> DO THIS
Please render the data from the line holding "Target: glass pane" through the end of the data, inclusive, as a Markdown table with the columns Row and Text, one line per row and blank lines left out.

[START]

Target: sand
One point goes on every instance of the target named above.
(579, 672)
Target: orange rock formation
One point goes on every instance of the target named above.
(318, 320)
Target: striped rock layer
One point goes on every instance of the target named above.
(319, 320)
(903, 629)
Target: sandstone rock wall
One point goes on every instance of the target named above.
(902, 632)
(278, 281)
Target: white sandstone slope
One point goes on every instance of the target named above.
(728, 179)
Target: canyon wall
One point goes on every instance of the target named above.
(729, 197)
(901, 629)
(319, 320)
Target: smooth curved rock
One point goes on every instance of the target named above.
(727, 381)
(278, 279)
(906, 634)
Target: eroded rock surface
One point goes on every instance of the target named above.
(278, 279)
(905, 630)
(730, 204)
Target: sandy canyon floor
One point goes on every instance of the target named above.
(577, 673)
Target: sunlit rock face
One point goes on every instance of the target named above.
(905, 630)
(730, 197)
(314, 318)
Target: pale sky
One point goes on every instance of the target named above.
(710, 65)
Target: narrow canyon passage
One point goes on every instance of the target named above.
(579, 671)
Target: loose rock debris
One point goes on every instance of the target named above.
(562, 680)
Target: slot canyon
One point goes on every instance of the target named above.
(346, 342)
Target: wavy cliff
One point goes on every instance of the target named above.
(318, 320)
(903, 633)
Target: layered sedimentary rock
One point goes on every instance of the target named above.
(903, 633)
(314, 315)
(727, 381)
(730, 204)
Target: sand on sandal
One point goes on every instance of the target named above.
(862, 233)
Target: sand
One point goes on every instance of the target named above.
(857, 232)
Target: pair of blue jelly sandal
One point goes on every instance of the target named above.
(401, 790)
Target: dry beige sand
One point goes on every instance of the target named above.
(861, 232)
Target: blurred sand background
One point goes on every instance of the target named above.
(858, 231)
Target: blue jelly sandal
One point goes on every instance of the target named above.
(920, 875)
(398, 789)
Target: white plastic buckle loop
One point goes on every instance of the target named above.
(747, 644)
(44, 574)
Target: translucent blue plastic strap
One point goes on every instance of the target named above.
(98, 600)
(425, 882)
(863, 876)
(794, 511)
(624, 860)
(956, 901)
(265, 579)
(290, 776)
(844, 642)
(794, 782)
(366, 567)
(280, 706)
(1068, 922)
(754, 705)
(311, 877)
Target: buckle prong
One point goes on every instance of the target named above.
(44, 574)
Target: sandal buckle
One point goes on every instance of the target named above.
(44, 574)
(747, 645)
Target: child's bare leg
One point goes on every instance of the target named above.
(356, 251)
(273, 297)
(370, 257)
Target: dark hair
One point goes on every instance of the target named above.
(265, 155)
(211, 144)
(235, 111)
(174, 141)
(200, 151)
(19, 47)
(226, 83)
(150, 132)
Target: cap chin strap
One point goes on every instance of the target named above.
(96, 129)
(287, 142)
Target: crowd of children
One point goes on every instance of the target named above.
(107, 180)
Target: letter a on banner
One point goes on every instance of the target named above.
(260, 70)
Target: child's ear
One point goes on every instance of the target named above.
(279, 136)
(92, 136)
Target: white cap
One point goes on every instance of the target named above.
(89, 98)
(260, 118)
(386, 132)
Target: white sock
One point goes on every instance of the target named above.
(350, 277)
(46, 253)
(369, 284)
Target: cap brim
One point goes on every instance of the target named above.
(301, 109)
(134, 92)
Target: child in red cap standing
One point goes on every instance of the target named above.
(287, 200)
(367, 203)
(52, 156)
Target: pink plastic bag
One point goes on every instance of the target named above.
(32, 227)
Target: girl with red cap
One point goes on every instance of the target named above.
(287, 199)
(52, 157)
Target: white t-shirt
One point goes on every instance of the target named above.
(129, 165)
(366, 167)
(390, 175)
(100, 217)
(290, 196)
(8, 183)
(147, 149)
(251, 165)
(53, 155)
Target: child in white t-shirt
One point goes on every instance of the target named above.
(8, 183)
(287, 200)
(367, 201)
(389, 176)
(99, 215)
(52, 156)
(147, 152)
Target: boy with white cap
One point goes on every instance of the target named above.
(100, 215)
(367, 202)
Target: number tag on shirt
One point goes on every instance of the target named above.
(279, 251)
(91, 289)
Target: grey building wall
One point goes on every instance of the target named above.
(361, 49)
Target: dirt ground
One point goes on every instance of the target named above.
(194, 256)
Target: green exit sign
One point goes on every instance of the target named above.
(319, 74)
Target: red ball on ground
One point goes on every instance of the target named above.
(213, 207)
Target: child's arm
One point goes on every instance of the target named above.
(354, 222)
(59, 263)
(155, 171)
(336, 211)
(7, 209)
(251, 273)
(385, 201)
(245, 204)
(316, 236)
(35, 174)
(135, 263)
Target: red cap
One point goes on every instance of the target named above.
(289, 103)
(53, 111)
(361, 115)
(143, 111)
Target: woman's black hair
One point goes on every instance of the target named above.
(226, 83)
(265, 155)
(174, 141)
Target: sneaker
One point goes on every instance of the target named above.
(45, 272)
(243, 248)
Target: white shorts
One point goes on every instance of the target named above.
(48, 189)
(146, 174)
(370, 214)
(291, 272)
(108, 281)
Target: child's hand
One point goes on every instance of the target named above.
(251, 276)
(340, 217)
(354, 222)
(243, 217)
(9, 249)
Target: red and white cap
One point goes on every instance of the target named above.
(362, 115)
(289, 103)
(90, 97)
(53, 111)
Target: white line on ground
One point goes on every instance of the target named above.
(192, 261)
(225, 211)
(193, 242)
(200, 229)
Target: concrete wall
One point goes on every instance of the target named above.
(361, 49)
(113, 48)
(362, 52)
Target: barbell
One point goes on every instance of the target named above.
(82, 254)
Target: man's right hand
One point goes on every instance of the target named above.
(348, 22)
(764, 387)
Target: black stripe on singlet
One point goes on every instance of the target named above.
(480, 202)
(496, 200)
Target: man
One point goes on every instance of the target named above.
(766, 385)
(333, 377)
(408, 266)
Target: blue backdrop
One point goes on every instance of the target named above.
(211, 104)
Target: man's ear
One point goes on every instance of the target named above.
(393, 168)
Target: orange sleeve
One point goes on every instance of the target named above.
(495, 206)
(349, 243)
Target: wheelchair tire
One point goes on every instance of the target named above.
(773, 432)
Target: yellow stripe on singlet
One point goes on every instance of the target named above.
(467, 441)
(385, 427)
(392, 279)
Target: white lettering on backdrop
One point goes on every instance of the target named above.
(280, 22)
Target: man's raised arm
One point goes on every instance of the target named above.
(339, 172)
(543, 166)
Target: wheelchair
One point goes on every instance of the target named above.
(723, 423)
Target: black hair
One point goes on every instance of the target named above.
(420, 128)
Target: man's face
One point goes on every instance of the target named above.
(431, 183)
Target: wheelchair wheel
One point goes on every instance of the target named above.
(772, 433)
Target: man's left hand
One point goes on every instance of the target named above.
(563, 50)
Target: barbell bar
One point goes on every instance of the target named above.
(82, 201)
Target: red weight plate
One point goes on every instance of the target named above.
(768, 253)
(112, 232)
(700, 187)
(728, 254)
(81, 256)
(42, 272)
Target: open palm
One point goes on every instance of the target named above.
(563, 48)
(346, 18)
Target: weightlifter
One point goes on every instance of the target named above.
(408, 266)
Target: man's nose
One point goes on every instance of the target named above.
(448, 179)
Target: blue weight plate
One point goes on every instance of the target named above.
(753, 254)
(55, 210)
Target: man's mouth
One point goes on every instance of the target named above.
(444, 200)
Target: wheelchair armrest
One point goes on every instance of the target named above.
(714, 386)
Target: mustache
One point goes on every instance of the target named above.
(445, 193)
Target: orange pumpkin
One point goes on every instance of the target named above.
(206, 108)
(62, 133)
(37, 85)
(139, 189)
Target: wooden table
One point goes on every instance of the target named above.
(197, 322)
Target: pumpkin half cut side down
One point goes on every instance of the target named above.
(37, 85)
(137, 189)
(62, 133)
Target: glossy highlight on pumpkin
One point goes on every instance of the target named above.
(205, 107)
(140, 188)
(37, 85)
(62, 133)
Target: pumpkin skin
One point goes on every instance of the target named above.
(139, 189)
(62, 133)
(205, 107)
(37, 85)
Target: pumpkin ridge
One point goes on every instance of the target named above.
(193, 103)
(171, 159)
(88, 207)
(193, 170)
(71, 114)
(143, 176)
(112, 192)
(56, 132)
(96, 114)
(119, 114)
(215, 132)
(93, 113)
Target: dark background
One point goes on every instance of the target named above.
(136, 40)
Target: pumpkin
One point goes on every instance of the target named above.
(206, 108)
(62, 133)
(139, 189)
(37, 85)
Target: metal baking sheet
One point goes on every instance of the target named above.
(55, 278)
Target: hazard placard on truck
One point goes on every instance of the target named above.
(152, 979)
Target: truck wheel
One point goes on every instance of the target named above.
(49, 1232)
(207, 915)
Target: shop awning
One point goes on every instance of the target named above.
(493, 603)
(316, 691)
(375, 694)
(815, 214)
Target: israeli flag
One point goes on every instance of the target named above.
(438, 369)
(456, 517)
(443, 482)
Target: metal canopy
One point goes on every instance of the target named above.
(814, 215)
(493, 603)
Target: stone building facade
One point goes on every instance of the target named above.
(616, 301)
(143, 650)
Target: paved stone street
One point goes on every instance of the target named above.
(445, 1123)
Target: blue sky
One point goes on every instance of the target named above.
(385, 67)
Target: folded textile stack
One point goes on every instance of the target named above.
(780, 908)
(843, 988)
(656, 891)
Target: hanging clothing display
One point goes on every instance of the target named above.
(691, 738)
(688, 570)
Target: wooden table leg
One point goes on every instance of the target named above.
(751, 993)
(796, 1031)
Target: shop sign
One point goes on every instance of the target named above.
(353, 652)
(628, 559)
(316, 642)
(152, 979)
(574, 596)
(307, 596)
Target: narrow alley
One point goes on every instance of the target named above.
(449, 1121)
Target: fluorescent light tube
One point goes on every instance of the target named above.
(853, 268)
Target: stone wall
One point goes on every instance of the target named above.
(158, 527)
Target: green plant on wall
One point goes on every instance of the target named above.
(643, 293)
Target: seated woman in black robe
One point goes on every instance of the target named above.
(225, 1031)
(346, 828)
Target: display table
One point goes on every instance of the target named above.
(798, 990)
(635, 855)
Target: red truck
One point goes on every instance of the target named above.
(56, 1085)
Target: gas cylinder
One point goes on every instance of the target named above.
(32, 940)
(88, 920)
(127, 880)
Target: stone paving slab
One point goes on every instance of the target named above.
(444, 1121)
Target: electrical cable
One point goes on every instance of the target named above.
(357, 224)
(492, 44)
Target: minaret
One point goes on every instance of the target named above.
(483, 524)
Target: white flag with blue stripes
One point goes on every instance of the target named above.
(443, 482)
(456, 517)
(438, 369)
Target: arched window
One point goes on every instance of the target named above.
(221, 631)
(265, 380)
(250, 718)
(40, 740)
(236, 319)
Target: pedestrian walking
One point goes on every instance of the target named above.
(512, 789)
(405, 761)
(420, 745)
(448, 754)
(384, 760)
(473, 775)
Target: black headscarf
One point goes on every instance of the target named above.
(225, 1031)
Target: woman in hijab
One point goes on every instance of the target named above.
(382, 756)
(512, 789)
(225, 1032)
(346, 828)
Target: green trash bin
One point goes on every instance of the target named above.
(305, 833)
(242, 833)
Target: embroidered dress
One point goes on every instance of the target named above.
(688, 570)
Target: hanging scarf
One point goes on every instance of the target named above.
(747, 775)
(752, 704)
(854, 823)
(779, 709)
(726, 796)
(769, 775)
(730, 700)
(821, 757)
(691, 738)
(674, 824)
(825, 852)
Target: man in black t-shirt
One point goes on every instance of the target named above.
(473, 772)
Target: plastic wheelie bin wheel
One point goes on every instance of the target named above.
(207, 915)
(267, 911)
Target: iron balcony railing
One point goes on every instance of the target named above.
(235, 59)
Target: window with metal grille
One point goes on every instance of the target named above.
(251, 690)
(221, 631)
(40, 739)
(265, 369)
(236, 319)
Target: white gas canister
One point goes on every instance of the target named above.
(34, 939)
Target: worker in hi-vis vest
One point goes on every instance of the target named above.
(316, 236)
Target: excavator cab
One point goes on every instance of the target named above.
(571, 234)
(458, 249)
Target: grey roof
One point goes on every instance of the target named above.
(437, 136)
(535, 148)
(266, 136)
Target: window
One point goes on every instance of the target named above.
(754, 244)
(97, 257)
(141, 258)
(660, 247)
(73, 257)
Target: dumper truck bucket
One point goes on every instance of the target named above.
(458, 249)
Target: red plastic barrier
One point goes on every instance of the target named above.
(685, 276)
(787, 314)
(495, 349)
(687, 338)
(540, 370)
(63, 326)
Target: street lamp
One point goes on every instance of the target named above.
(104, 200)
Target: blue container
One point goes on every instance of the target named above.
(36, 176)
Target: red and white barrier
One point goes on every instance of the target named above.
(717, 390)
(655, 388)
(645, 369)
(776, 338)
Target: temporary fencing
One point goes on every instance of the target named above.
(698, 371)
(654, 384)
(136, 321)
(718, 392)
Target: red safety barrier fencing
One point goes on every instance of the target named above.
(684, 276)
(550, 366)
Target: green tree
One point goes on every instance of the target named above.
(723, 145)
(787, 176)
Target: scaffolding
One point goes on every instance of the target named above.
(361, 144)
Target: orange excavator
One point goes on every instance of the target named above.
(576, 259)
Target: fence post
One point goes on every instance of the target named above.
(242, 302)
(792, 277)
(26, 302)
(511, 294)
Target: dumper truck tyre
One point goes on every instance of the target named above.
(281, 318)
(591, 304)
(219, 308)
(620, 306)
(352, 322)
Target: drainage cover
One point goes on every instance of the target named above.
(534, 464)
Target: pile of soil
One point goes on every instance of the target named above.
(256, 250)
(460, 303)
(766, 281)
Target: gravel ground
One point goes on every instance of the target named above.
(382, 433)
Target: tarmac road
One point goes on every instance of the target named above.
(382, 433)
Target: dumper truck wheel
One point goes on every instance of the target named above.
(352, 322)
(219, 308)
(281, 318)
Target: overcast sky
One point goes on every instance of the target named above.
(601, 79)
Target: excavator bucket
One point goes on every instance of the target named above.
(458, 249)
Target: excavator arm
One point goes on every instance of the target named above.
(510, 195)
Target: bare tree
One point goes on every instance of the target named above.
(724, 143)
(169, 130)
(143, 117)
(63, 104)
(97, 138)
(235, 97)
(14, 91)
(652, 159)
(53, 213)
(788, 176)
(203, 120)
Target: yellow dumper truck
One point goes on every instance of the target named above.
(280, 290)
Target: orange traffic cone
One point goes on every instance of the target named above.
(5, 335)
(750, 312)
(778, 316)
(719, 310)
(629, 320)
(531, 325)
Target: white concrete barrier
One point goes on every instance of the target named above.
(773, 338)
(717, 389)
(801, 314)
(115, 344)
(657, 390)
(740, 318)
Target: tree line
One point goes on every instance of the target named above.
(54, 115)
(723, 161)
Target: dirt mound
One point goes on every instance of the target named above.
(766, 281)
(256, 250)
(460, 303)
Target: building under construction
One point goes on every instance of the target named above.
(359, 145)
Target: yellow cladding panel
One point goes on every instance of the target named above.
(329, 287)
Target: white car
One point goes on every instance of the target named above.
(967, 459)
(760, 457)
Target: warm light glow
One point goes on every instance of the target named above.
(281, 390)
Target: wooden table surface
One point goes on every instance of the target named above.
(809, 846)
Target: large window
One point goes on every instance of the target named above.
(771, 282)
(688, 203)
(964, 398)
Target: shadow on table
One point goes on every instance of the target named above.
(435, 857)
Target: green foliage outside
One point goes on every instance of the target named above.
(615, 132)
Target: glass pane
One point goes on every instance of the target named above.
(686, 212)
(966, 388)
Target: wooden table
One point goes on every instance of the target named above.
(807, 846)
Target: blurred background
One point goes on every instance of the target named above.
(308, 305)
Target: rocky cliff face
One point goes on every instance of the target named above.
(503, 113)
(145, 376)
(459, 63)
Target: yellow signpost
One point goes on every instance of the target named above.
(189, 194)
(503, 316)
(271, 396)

[END]

> WRITTEN REPLY
| Row | Text |
|---|---|
| 1 | Target: glass pane |
| 2 | One point goes on every instance of the target named above. |
| 3 | (686, 212) |
| 4 | (966, 388) |
| 5 | Target: wooden table |
| 6 | One point goes on every instance of the target named above. |
| 7 | (807, 846) |
| 8 | Target: blurred background |
| 9 | One point goes on every instance of the target named above. |
| 10 | (308, 305) |
| 11 | Target: rocky cliff face |
| 12 | One point goes on every instance of the target named above. |
| 13 | (503, 113) |
| 14 | (145, 376) |
| 15 | (459, 63) |
| 16 | Target: yellow signpost |
| 17 | One point goes on every instance of the target named above. |
| 18 | (189, 194) |
| 19 | (503, 316) |
| 20 | (271, 396) |